# TEXT EXCERPT start

Lobster Palace Society

great-white-wayFrom the late 1890s through the 1910s, there emerged a spectacular, dazzling nightlife along Broadway. At that time, Broadway was a two mile stretch of din and dazzle between Madison and Longacre Square (renamed Times Square in 1904). One might rub shoulders with sparkling showgirls and squalid prostitutes, cops and confidence artists, panhandlers and the wealthiest men of Wall Street. Nicknamed the “Gay White Way” because of the never-ceasing splendor of lights from street lamps to marquee boards, the classic way to spend a night on Broadway began with cocktails, then to a show, then to one of the gaudy, extravagant “lobster palaces.”

These “lobster palaces,” defined as “one of the elegant, expensive new restaurants that emerged in New York City, which specialized in lobsters and attracted the rich and famous,” catered to the theatrical crowds that nightly surged out of limousines, taxis and theatres in search of dinner or an after-theatre supper. And “lobster palace society,” comprised of playboys, professional beauties, stars such as Lillian Russell, chorus girls, kept women, sportsmen, newspaper men, celebrities of the Bohemia of the arts, and businessmen from the hinterlands. Beginning with the opening of Café Martin in 1899, the lobster palace, and its accompanying society both challenged and changed the components of New York society and its nightlife, proving a worthy ancestor of the “café society” of the 1920s and 1930s.

# TEXT EXCERPT end
# ITEMS start

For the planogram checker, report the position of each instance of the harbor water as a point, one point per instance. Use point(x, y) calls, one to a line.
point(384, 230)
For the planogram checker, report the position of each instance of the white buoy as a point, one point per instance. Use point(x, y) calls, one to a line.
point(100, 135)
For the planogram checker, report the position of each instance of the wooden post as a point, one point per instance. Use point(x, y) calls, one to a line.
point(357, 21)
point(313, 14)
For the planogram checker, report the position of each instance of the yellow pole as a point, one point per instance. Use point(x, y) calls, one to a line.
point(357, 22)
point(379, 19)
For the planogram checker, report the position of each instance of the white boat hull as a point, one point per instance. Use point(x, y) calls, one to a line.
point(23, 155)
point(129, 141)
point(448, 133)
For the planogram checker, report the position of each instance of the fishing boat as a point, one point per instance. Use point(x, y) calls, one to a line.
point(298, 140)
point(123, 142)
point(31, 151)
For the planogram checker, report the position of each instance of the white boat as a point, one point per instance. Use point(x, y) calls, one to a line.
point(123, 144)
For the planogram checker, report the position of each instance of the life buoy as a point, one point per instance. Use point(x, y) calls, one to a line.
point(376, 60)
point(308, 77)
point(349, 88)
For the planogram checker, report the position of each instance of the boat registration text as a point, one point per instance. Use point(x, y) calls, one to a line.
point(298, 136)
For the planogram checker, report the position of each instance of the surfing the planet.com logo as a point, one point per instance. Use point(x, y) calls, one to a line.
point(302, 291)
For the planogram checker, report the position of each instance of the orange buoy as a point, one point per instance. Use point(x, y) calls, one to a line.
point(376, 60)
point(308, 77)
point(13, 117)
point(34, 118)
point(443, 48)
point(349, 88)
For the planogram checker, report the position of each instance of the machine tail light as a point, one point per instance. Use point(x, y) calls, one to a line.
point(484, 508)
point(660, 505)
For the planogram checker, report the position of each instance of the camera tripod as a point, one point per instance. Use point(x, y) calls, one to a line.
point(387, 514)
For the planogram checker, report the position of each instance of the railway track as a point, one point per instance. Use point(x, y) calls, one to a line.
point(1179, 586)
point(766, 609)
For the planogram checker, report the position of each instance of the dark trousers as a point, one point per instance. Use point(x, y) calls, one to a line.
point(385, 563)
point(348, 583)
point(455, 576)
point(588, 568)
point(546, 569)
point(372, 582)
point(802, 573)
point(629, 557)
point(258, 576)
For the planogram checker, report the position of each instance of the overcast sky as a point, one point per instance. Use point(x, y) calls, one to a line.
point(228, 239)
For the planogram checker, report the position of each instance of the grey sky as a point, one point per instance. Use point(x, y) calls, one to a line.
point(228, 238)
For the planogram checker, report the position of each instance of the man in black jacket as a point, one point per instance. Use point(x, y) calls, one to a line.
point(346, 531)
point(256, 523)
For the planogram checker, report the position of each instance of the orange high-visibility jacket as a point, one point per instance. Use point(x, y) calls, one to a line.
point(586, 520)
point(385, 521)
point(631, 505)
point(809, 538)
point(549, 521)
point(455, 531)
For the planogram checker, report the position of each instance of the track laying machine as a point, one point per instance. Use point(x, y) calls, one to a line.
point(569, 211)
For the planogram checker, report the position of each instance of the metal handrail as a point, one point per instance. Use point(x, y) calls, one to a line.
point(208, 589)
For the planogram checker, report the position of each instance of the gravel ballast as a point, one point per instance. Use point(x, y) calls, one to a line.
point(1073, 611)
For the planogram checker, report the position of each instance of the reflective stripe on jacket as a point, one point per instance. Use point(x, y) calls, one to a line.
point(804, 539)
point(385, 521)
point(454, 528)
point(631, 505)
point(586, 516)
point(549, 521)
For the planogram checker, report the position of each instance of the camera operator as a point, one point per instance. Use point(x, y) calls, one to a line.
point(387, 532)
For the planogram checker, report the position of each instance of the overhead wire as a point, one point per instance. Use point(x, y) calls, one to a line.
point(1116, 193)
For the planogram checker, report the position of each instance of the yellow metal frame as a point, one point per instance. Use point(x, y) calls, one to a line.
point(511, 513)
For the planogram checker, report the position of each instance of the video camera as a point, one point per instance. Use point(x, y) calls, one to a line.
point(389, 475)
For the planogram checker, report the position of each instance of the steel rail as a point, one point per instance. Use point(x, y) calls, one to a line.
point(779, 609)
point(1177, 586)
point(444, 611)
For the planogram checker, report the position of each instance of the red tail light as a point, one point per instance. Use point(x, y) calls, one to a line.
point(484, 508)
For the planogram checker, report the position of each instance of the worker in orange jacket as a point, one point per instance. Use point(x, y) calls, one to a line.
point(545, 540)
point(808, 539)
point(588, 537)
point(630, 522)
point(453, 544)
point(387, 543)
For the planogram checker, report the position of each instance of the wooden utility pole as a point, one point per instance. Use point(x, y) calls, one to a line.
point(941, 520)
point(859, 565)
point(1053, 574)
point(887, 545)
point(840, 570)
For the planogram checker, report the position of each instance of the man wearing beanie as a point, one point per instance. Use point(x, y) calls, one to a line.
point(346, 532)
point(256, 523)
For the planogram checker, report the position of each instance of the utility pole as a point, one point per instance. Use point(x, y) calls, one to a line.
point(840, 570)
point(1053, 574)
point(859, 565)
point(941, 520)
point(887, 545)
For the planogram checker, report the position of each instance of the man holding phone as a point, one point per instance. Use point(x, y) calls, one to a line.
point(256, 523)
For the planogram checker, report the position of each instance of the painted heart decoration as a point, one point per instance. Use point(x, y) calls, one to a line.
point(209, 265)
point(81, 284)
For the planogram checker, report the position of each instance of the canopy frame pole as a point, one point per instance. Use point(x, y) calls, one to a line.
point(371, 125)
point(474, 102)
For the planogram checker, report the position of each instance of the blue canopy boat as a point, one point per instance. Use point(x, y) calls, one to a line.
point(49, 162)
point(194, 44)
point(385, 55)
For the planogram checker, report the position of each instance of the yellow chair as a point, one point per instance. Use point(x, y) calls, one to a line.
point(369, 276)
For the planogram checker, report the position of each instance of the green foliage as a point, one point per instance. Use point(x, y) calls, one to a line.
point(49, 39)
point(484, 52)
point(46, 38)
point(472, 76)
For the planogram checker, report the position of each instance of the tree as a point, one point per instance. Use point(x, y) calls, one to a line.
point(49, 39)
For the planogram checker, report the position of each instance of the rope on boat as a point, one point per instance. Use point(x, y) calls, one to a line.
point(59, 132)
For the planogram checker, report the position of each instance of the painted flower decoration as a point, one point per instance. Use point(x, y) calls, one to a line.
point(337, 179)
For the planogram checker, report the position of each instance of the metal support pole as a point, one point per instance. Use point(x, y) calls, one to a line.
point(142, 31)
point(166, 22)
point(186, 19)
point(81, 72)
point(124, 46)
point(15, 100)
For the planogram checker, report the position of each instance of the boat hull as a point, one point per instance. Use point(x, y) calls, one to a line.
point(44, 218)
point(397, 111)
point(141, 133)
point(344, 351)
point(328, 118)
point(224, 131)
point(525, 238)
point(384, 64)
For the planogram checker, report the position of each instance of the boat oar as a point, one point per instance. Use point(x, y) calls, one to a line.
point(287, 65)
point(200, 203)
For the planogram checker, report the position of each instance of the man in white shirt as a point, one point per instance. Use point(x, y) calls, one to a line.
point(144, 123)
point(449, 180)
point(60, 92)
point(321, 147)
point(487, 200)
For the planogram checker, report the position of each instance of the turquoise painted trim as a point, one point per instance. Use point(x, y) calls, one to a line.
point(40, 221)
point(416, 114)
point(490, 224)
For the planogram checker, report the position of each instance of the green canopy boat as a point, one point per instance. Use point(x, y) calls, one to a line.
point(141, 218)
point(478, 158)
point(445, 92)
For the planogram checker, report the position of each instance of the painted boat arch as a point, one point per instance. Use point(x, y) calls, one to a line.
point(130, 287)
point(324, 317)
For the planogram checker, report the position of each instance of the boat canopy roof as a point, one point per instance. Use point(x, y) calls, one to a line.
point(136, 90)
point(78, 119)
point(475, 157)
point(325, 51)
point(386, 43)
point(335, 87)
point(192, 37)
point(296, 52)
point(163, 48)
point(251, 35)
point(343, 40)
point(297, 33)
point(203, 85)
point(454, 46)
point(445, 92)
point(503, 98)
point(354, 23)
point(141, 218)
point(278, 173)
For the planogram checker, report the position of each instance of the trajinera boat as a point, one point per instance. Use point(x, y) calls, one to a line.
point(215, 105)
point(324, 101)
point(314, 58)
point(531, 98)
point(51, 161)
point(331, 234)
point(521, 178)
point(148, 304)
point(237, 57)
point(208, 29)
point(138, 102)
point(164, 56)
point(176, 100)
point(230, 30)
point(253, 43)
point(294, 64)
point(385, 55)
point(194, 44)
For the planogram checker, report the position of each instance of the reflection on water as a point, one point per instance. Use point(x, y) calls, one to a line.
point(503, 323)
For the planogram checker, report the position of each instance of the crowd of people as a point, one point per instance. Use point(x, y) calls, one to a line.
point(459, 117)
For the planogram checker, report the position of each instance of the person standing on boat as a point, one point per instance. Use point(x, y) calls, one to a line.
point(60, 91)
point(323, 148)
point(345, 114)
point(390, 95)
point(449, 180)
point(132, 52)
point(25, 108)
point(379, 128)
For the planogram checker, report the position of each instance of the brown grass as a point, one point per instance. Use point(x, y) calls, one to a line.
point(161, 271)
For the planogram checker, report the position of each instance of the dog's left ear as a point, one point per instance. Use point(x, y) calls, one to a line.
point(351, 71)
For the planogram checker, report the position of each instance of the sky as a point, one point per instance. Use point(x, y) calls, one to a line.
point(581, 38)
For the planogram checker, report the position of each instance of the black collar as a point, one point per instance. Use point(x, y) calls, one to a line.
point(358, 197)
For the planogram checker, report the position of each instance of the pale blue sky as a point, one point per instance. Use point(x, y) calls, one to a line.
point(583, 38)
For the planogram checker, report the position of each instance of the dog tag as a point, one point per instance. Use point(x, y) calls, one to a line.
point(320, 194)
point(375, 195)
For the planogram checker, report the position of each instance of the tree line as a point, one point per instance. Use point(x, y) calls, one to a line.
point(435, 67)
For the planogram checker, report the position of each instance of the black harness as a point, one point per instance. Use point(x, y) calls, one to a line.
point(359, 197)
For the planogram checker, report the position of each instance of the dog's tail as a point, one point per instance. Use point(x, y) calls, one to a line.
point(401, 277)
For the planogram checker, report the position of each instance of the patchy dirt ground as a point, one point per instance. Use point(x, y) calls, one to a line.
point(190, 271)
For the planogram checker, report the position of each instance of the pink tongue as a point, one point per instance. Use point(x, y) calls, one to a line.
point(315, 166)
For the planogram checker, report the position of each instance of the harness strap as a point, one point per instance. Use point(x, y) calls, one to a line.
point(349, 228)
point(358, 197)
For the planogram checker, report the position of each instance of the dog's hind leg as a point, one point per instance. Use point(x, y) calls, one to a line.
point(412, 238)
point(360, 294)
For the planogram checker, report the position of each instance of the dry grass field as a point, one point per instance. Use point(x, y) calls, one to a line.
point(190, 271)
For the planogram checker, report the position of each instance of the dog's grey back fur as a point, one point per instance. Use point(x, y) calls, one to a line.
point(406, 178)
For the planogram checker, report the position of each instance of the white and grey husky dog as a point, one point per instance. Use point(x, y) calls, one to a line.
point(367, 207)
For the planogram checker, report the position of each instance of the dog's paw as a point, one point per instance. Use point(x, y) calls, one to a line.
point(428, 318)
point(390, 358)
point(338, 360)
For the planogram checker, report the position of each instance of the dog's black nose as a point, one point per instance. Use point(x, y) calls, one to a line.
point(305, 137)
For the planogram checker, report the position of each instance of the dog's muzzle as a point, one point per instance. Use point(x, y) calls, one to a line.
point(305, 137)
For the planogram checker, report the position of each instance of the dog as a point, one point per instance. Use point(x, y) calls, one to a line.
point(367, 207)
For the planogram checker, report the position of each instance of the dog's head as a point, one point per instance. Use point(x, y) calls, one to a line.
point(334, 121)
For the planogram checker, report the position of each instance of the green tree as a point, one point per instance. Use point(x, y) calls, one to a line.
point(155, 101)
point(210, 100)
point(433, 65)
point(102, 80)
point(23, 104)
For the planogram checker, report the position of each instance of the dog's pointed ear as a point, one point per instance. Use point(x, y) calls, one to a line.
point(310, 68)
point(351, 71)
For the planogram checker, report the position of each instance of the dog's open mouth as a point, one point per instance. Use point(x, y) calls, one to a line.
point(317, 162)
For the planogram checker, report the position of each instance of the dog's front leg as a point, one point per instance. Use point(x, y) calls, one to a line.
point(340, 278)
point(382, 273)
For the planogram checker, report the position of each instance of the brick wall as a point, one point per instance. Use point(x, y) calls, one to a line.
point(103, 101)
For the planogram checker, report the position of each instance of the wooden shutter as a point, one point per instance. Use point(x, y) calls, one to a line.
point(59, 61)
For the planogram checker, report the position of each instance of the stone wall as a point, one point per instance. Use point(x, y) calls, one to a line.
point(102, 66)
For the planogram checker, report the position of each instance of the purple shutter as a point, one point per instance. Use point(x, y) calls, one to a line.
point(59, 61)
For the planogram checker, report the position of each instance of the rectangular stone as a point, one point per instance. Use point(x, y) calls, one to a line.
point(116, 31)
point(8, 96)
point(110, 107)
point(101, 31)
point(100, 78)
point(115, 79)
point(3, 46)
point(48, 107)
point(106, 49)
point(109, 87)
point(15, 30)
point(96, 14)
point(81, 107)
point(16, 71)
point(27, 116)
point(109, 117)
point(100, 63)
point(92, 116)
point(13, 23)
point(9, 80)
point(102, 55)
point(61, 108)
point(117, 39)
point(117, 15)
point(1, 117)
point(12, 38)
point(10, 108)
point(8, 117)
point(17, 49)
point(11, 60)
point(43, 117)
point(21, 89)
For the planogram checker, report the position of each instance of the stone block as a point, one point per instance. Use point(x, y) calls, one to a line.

# ITEMS end

- YOUR OBJECTIVE:
In the lobster palace text, what was Longacre Square renamed in 1904?

- SOLUTION BELOW:
Times Square